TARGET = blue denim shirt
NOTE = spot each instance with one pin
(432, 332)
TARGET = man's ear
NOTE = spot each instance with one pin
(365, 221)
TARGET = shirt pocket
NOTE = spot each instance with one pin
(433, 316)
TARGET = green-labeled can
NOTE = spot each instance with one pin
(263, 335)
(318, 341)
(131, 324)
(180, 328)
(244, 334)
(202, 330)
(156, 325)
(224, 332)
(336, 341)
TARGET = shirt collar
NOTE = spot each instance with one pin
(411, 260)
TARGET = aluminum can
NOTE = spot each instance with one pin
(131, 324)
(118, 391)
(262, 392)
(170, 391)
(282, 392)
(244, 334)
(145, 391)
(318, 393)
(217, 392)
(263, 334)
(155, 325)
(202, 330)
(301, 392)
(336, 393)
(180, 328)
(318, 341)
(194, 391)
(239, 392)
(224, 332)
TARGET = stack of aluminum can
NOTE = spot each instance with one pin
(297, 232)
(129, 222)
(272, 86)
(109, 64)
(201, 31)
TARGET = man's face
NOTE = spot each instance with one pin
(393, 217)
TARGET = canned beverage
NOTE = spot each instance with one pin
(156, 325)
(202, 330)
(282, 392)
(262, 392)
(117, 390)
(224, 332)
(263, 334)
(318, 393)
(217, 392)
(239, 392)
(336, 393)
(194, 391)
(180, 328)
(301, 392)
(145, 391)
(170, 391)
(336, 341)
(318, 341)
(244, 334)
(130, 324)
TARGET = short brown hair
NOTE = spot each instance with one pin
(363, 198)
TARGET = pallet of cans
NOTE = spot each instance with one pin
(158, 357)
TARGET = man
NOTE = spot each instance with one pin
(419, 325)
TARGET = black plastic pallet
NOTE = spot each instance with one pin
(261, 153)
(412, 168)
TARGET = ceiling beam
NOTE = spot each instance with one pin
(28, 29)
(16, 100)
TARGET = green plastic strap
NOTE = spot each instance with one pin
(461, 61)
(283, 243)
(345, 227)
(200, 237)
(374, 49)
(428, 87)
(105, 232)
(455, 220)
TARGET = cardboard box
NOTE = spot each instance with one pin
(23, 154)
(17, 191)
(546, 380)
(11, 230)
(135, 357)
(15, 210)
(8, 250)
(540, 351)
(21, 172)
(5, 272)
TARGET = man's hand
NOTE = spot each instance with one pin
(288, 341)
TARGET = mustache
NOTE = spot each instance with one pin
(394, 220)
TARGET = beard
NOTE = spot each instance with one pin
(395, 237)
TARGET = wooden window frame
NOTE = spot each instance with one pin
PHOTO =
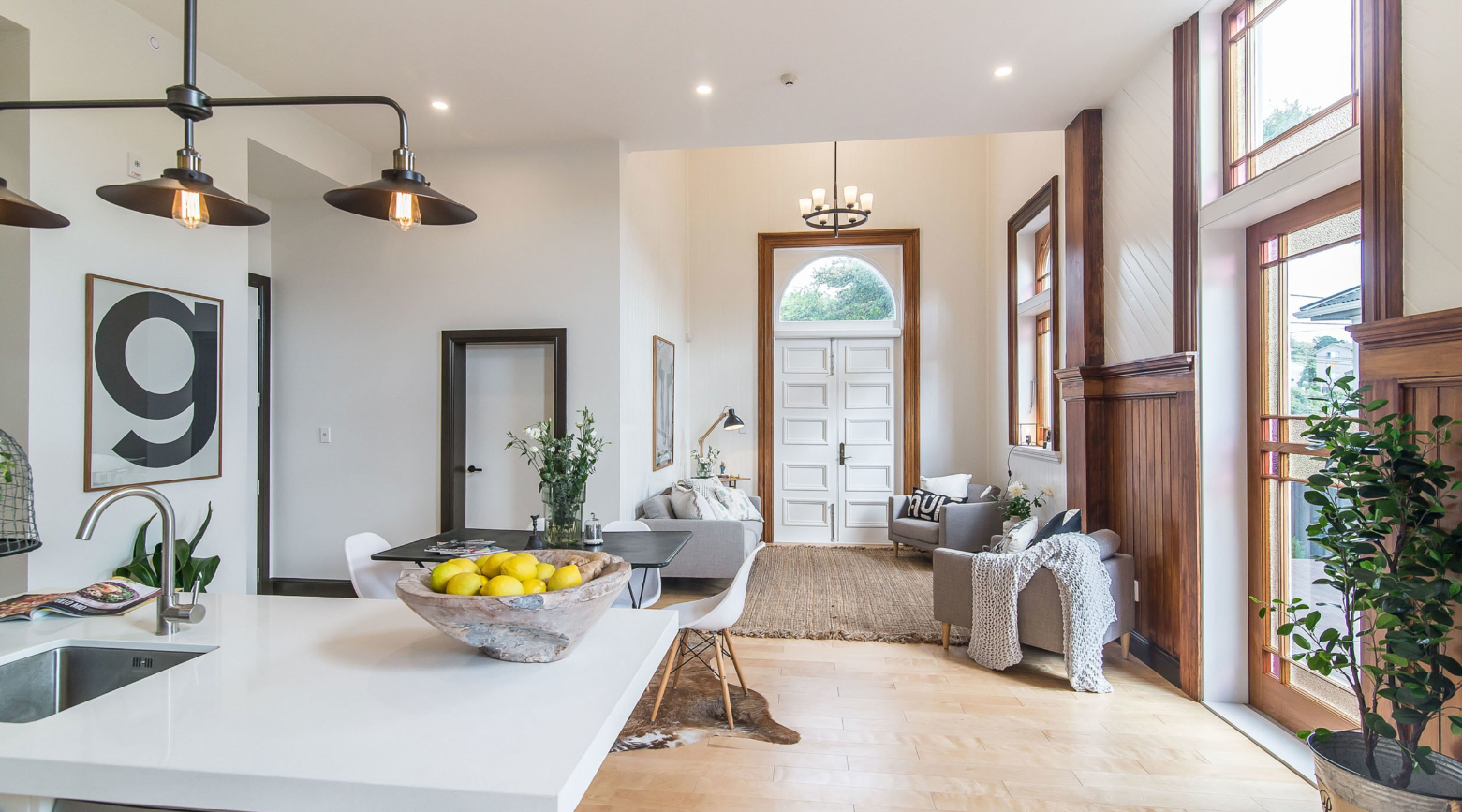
------------
▸ YOUR GOAL
Copy out the records above line for line, without changing any words. Leave out the picture.

▸ PROBLEM SOLUTION
TARGET = blue denim shirt
NOTE = spot each instance with one pin
(432, 332)
TARGET = man's ear
NOTE = spot each instance with one pin
(365, 221)
TARGET = shirt pocket
NOTE = spot each instance with one pin
(433, 316)
TARGET = green-labeled can
NOTE = spot each instance with one pin
(263, 335)
(318, 341)
(131, 324)
(180, 328)
(244, 334)
(202, 330)
(156, 325)
(224, 332)
(336, 341)
TARGET = shirt collar
NOTE = spot each instance with one pin
(411, 260)
TARGET = aluminum can
NOTE = spot each instance with one pin
(131, 324)
(118, 391)
(262, 392)
(170, 391)
(282, 392)
(244, 334)
(145, 391)
(318, 393)
(217, 392)
(263, 334)
(155, 325)
(202, 330)
(301, 392)
(336, 393)
(180, 328)
(318, 341)
(194, 391)
(239, 392)
(224, 332)
TARGET = stack of aluminum can
NOTE = spot each instance with one pin
(297, 232)
(129, 222)
(272, 86)
(109, 64)
(201, 31)
TARGET = man's face
NOTE = spot each instance with one pin
(393, 217)
TARGET = canned beverage
NOTE = spot each instance with one pin
(156, 325)
(202, 330)
(282, 392)
(262, 392)
(117, 390)
(224, 332)
(263, 334)
(318, 393)
(217, 392)
(239, 392)
(336, 393)
(194, 391)
(180, 328)
(301, 392)
(145, 391)
(170, 391)
(336, 341)
(318, 341)
(244, 334)
(130, 324)
TARGET = short brown hair
NOTE = spot each instance with one pin
(363, 198)
TARGET = pallet of cans
NOTE = spot each instance with one pin
(158, 357)
TARGET = man
NOTE = spot each instance with one pin
(419, 325)
TARGET = black plastic pallet
NOTE = spot each instance with one pin
(261, 153)
(412, 168)
TARGET = ceiling beam
NOTE = spot each instance with one pin
(28, 29)
(16, 100)
TARGET = green plastic strap
NOTE = spot each instance with one pin
(461, 61)
(283, 243)
(345, 227)
(200, 237)
(374, 49)
(428, 87)
(105, 232)
(455, 220)
TARGET = cardboard box
NOTE = spot each instance with one pin
(23, 154)
(17, 191)
(546, 380)
(11, 230)
(135, 357)
(15, 210)
(8, 250)
(540, 351)
(21, 172)
(5, 272)
TARGET = man's hand
NOTE = spot each instance with one pin
(288, 341)
TARGET = mustache
NOTE = spot each instance with one pin
(394, 220)
TARGET = beard
NOTE = spot each instance with one pin
(395, 237)
TARGET = wooden window frame
NOTE = spot each instance with one pin
PHOTO =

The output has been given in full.